%%

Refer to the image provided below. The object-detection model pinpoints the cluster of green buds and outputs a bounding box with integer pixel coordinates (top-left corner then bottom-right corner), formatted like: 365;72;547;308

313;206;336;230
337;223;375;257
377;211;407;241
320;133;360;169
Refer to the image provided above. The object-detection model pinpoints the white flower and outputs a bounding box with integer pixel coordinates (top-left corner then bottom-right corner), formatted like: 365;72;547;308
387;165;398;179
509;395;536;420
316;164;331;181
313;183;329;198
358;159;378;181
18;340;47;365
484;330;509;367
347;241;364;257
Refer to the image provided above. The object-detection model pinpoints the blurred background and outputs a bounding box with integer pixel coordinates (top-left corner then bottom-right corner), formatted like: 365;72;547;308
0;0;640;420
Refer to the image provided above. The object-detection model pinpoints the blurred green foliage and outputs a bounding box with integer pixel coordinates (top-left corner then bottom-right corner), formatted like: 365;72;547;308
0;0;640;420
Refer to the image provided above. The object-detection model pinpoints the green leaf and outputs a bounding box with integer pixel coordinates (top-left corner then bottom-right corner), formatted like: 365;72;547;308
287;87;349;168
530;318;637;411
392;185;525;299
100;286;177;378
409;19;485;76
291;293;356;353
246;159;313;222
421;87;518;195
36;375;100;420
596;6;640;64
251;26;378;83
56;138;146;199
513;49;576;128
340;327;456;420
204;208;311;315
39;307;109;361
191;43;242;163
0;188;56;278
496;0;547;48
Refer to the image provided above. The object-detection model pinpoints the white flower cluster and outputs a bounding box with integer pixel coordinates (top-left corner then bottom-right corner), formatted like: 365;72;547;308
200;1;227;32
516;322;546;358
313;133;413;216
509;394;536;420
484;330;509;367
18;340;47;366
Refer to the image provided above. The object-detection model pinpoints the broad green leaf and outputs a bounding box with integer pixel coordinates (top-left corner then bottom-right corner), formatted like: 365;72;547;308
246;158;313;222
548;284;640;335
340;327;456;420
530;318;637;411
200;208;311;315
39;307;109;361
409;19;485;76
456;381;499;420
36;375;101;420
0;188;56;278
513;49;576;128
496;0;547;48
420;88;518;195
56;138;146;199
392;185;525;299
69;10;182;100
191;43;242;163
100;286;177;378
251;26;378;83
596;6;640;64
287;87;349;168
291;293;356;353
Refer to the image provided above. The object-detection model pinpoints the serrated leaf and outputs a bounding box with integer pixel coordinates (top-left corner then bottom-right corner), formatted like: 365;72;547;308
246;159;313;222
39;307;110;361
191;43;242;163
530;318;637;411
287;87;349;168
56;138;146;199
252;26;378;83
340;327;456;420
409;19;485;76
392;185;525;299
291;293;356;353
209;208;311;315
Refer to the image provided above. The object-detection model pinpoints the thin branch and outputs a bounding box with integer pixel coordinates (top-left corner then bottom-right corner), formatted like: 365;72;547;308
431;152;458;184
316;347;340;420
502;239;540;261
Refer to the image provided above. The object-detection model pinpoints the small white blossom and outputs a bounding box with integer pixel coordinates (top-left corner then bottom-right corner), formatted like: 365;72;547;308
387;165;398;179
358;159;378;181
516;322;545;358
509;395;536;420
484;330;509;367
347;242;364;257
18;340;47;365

%%

WHAT TO PRODUCE:
Please print every one of the lines above verbatim, changing nothing and leaving none out.

SOLVED PROBLEM:
Refer to the image provided below. The object-detection model pinpoints the cluster of green buds and outputs a bounding box with integer pixel coordinates (top-left corner then bottom-right corner), formatted like: 365;72;547;308

313;206;336;230
337;223;375;257
377;211;407;241
320;133;360;169
Refer to the image provided above. The object-detection model pinpoints the white flower and outputs a bounding box with integer pixel coordinates (top-left corner then bottom-right corner), formatted like: 365;72;547;308
387;165;398;179
509;395;536;420
316;164;331;181
313;183;329;198
358;159;378;181
18;340;47;365
484;330;509;367
347;241;364;257
Refer to the image provided above. The object-detection model pinpoints the blurred background and outputs a bounding box with integer pixel coordinates (top-left corner then bottom-right corner), formatted like: 365;72;547;308
0;0;640;420
Refer to the image provided above. The object-detection model pinpoints the blurred green foliage and outputs a bounding box with integer pixel coordinates (top-left corner then bottom-right corner), formatted like: 365;72;547;308
0;0;640;420
Refer to the image provided above. The object-detection model pinpoints the green leaf and outputs a bounding box with integer pixel coordinates (top-left corner then bottom-right corner), formatted like: 365;72;547;308
287;87;349;168
530;318;637;411
392;185;525;299
100;286;177;378
409;19;485;76
291;293;356;353
246;159;313;222
421;87;518;195
36;375;100;420
596;6;640;64
251;26;378;83
56;138;146;199
513;49;576;128
340;327;456;420
204;208;311;315
39;307;109;361
191;43;242;163
0;188;56;278
496;0;547;48
Refer to the image provided above. The object-detection model pinpoints the white flower cluster and outputs a bounding box with integer pixel coordinates (top-left corner then bottom-right corner), formatted like: 365;72;547;308
200;1;227;32
516;322;546;358
313;133;413;216
509;394;536;420
484;330;509;367
18;340;47;366
Refer to the image provided above. The object-detection model pinpoints the broad green leaf and outputs a bounding box with integer pixel coordinates (top-left corner then bottom-right corner), formatted like: 365;72;547;308
246;158;313;222
548;284;640;335
340;327;456;420
530;318;637;411
200;208;311;315
39;307;109;361
409;19;485;76
456;381;499;420
36;375;101;420
0;188;56;278
513;49;576;128
496;0;547;48
420;88;518;195
56;138;146;199
392;185;525;299
69;10;182;100
191;43;242;163
100;286;177;378
251;26;378;83
596;6;640;64
287;87;349;168
291;293;356;353
Refer to the image provided above. The object-detection model pinpoints the serrated leaf and outputs a bounding box with integer pixel coordinates (top-left corner then bottom-right corner), formatted like: 365;72;547;308
246;159;313;222
39;307;110;361
191;43;242;163
530;318;637;411
287;87;349;168
56;138;146;199
252;26;378;83
340;327;456;420
409;19;485;76
392;185;525;299
291;293;356;353
209;208;311;315
Refer to the image provided above. The object-detection model pinpoints the thin branch and outputs a bounding box with integer pixel coordinates (top-left corner then bottom-right corner), formatted like: 365;72;547;308
431;152;458;184
316;347;340;420
502;239;540;261
Refer to the image provided above. The object-detection model pinpoints the small white blossom and outputs a bounding box with integer pixel coordinates (top-left corner then bottom-right corner), formatted like: 365;72;547;308
387;165;398;179
358;159;378;181
516;322;545;358
509;395;536;420
484;330;509;367
347;242;364;257
18;340;47;365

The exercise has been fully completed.